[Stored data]
—————
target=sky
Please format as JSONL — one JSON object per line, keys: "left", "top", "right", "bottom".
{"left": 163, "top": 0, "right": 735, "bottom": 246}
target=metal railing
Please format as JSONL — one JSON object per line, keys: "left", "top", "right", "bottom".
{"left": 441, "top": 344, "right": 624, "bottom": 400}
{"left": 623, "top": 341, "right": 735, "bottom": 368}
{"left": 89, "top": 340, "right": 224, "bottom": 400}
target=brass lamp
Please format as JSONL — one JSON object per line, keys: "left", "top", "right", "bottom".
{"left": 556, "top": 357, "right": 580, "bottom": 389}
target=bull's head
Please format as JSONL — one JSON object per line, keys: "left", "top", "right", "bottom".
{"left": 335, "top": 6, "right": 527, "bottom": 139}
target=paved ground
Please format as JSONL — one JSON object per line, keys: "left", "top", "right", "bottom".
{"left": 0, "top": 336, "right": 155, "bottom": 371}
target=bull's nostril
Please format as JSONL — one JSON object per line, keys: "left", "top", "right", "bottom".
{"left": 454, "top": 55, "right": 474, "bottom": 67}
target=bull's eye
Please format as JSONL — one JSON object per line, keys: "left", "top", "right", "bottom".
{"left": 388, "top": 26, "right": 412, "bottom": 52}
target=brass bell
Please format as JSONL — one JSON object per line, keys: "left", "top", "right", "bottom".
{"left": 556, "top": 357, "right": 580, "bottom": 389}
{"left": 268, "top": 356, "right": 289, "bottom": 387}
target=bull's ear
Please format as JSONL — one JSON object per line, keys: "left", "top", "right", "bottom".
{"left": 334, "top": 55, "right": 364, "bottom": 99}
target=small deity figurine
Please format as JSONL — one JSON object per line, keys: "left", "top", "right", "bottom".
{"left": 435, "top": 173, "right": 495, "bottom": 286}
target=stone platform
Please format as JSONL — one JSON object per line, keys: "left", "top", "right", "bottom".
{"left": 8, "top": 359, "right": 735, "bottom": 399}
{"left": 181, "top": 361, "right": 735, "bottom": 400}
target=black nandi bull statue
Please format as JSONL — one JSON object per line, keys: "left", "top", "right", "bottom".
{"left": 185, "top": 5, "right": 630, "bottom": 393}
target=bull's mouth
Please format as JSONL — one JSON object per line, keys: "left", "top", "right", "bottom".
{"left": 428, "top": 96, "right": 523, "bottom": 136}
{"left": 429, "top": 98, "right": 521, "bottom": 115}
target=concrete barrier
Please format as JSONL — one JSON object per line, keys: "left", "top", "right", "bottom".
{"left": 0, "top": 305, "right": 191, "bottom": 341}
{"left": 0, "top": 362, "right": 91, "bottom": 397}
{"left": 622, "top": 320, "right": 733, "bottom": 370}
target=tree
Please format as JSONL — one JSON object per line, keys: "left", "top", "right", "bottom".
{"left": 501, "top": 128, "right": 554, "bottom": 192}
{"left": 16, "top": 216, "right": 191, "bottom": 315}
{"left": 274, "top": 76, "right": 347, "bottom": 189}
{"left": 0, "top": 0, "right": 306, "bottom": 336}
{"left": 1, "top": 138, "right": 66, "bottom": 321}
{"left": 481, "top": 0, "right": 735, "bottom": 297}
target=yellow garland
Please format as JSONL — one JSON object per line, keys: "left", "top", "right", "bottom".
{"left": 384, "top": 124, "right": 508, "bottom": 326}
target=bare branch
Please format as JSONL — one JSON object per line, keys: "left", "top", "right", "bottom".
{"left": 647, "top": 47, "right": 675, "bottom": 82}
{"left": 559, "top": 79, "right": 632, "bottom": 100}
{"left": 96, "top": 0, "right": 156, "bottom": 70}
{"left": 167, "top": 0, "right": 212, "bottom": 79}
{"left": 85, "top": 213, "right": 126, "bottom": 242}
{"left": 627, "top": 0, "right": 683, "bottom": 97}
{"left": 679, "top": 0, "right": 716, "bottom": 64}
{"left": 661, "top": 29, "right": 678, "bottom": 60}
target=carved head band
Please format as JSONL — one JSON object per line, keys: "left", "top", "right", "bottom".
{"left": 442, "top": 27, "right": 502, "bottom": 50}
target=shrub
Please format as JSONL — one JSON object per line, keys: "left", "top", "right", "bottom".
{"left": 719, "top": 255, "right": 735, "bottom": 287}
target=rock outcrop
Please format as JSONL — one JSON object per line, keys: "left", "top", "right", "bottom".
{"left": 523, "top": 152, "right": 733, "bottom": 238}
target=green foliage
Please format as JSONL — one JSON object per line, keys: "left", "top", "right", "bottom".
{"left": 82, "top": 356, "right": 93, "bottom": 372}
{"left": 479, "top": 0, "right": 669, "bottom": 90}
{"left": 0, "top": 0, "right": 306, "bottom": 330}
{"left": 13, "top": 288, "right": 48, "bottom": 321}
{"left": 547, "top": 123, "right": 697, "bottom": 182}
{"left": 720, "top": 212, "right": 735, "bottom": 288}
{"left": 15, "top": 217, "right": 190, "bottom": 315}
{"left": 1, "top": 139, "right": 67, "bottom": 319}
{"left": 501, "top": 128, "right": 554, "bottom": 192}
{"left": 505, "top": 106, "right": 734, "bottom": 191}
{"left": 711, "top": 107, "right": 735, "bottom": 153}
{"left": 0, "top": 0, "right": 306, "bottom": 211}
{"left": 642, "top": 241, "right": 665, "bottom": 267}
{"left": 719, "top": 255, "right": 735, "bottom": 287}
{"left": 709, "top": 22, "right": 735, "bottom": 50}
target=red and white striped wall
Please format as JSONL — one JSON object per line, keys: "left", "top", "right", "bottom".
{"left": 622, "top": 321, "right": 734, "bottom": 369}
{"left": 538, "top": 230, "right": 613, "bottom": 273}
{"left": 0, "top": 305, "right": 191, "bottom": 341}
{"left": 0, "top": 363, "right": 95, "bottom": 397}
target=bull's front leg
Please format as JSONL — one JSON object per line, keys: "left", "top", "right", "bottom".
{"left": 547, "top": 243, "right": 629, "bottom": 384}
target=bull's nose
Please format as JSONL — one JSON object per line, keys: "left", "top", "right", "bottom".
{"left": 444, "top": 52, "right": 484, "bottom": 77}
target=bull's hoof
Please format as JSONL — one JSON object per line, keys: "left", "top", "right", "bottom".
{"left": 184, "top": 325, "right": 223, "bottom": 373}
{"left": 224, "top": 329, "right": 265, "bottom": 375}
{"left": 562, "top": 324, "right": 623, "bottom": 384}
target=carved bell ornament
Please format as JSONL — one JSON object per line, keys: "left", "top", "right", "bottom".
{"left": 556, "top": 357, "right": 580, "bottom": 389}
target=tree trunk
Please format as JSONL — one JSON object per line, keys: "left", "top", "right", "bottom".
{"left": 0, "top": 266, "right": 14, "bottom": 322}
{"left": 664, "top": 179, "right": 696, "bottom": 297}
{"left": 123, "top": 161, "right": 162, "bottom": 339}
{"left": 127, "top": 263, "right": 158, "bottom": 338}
—————
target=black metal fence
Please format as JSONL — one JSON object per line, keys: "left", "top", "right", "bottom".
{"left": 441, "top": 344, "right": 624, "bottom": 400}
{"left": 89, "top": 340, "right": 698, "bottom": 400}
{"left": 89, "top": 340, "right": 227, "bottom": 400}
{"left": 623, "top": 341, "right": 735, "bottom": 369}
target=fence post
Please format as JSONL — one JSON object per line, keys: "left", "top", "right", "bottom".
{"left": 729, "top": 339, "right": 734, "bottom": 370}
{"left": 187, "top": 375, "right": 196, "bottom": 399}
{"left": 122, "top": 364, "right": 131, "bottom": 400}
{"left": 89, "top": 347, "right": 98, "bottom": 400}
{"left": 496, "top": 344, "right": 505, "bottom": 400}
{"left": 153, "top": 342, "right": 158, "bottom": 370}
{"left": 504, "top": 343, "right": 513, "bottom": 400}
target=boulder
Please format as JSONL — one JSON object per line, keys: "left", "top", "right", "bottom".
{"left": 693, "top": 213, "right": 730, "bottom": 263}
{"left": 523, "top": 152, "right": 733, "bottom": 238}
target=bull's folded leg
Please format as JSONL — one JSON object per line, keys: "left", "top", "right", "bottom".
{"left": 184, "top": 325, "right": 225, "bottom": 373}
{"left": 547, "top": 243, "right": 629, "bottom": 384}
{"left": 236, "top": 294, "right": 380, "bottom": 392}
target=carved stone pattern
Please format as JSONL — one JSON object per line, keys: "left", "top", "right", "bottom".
—————
ACTIVITY: Working through the records above, copy each line in which "bull" is found.

EXERCISE ANSWER:
target=bull's head
target=bull's nostril
target=bull's eye
target=bull's ear
target=black nandi bull statue
target=bull's mouth
target=bull's front leg
target=bull's nose
target=bull's hoof
target=bull's folded leg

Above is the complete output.